SUPPLIED MATERIAL:
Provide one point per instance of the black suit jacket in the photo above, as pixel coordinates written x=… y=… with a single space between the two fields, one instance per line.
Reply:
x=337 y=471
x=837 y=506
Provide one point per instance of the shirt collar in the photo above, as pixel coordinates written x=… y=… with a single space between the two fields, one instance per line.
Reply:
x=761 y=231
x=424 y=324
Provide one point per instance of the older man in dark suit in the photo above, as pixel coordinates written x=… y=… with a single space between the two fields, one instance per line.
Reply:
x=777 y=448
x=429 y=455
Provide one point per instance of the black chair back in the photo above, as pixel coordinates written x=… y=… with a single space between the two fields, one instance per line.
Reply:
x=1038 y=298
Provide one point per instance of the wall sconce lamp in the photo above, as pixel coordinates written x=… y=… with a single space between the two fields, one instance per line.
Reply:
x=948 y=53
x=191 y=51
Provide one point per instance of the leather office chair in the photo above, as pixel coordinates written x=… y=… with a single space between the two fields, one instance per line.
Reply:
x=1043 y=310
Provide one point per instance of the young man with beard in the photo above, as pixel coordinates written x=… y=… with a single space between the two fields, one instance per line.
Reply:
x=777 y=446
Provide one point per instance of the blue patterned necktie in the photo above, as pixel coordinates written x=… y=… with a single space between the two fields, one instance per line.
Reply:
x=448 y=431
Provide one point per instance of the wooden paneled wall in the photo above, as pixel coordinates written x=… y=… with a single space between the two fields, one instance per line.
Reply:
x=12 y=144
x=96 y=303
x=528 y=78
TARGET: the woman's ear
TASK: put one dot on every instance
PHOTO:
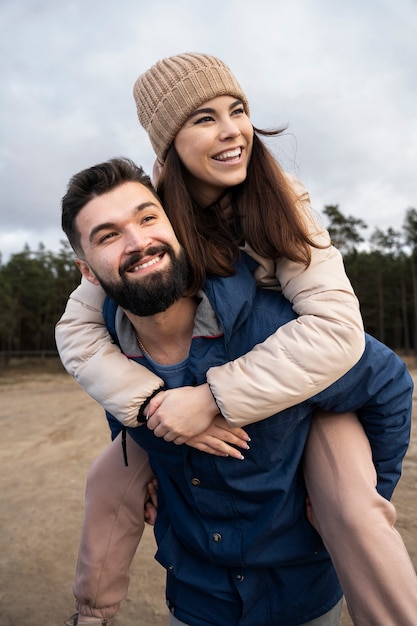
(86, 271)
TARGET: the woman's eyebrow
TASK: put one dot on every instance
(212, 110)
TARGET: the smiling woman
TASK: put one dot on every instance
(223, 191)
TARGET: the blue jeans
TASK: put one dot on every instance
(331, 618)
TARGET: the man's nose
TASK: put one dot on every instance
(137, 239)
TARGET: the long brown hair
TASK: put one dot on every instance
(266, 214)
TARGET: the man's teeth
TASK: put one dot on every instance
(232, 154)
(143, 266)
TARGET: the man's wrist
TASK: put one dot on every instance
(142, 416)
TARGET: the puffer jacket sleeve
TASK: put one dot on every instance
(87, 352)
(305, 355)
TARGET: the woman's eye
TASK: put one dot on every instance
(148, 218)
(202, 120)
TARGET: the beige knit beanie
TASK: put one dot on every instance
(173, 88)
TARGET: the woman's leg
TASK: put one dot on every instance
(357, 524)
(113, 527)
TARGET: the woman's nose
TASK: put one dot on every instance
(229, 129)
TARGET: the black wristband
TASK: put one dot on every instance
(141, 418)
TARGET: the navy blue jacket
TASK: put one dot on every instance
(232, 534)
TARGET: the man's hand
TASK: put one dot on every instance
(179, 414)
(216, 439)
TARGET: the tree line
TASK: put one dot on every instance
(34, 285)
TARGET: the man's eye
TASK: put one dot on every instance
(106, 237)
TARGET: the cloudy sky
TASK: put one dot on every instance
(342, 75)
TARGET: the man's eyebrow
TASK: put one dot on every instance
(109, 225)
(212, 110)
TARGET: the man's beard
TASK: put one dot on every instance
(153, 293)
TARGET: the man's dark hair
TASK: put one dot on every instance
(96, 181)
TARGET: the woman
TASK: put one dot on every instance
(231, 192)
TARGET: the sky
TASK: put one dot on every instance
(341, 75)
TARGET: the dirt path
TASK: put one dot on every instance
(51, 432)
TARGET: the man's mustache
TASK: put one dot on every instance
(136, 257)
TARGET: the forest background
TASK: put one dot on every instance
(35, 285)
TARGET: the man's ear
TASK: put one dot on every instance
(86, 271)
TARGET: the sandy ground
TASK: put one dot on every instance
(51, 432)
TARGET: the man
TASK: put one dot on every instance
(232, 535)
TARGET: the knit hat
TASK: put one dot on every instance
(173, 88)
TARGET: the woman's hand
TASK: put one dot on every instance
(151, 505)
(220, 438)
(179, 414)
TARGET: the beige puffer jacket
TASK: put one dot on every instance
(301, 359)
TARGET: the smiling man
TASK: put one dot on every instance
(232, 535)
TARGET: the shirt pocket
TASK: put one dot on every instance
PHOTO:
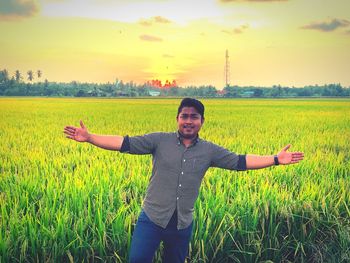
(200, 165)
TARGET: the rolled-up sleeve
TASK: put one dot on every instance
(223, 158)
(145, 144)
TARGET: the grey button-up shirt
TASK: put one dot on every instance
(178, 172)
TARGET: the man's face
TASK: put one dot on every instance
(189, 122)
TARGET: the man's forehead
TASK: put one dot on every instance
(189, 110)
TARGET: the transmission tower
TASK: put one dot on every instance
(227, 70)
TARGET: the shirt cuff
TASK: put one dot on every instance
(125, 145)
(242, 164)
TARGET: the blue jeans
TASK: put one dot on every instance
(147, 236)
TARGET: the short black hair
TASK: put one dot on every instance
(190, 102)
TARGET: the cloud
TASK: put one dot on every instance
(154, 20)
(167, 56)
(328, 26)
(228, 1)
(13, 9)
(150, 38)
(237, 30)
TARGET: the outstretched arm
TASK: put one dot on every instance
(81, 134)
(284, 157)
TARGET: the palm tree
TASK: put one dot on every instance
(4, 75)
(18, 76)
(30, 75)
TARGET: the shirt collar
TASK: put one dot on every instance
(180, 138)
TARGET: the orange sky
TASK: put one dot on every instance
(290, 42)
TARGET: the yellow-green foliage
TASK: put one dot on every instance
(66, 201)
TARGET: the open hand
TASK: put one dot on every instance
(78, 134)
(285, 157)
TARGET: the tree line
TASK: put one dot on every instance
(16, 86)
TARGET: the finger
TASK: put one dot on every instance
(297, 154)
(286, 147)
(297, 159)
(69, 129)
(69, 133)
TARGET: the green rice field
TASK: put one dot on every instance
(64, 201)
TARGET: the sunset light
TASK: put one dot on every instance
(293, 42)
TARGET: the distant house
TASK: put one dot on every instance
(154, 93)
(247, 94)
(220, 93)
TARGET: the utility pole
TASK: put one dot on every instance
(227, 70)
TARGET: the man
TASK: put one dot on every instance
(180, 160)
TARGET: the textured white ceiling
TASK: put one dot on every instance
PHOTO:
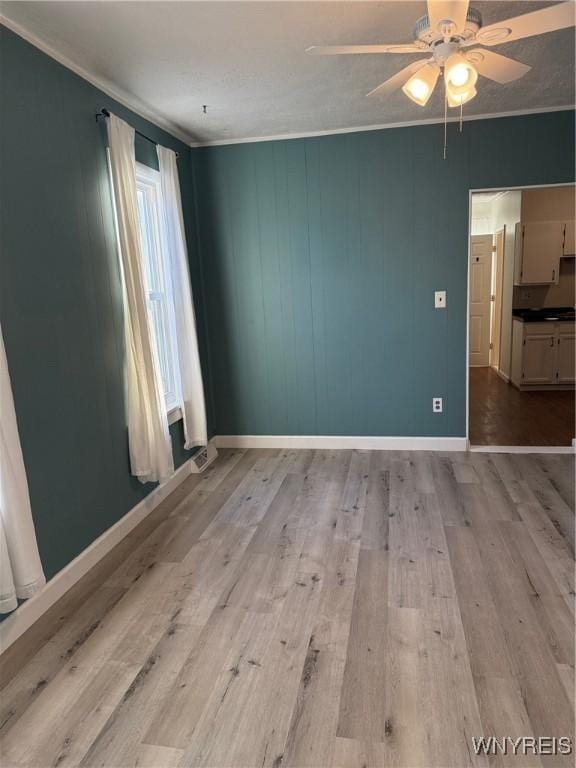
(246, 61)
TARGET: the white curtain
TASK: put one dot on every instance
(193, 406)
(21, 574)
(148, 434)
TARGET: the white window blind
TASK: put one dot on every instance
(158, 279)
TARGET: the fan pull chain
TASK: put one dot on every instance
(445, 122)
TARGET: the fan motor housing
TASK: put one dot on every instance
(430, 37)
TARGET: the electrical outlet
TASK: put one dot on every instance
(439, 299)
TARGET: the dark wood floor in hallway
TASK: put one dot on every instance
(314, 608)
(502, 415)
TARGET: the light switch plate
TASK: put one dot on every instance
(439, 299)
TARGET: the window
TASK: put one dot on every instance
(158, 279)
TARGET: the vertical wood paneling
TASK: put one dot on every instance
(60, 298)
(331, 250)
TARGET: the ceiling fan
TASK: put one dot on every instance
(449, 31)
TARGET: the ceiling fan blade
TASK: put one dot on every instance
(440, 11)
(497, 67)
(331, 50)
(549, 19)
(398, 80)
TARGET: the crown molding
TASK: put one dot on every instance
(126, 99)
(382, 126)
(143, 110)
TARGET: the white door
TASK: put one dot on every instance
(480, 286)
(497, 281)
(566, 358)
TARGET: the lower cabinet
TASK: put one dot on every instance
(542, 354)
(566, 359)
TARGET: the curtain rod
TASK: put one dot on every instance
(105, 113)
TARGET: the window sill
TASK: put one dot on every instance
(174, 415)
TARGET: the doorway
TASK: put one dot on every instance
(521, 318)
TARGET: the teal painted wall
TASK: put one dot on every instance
(321, 257)
(60, 298)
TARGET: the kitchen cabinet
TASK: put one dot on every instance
(565, 350)
(569, 238)
(539, 246)
(542, 354)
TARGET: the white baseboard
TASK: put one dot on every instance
(522, 449)
(343, 442)
(30, 611)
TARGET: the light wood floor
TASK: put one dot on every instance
(326, 608)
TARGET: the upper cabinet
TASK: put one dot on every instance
(539, 246)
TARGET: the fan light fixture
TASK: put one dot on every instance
(460, 99)
(447, 33)
(459, 75)
(420, 86)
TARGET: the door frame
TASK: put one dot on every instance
(495, 305)
(500, 448)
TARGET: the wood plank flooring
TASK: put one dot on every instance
(502, 415)
(315, 609)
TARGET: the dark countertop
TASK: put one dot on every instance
(560, 314)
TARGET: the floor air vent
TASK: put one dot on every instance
(203, 458)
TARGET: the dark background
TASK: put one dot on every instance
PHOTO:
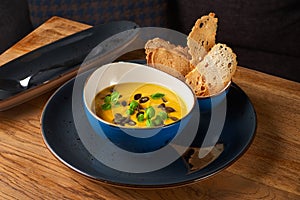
(263, 33)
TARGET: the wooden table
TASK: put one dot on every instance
(270, 169)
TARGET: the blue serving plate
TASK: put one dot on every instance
(62, 138)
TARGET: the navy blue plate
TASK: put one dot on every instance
(62, 139)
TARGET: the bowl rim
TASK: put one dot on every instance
(139, 128)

WHAT IS NEEDED:
Beginning with the line holding "TARGET: the floor air vent" in the material above, restate word for word each line through the line holding "TARGET: the bowl rim", and exclude pictures.

RESPONSE AREA:
TARGET: the floor air vent
TASK: put one dot on every instance
(203, 458)
TARGET: the dark background
TASK: put one dot on every instance
PHOTO:
(263, 33)
TARGET: the wooden table
TASK: put one dot on every instance
(270, 169)
TARGET: the blue serving plate
TASK: put one dot on every instance
(62, 138)
TARGET: the navy blue plate
TASK: put one dot on every instance
(62, 139)
TARGET: the bowl rim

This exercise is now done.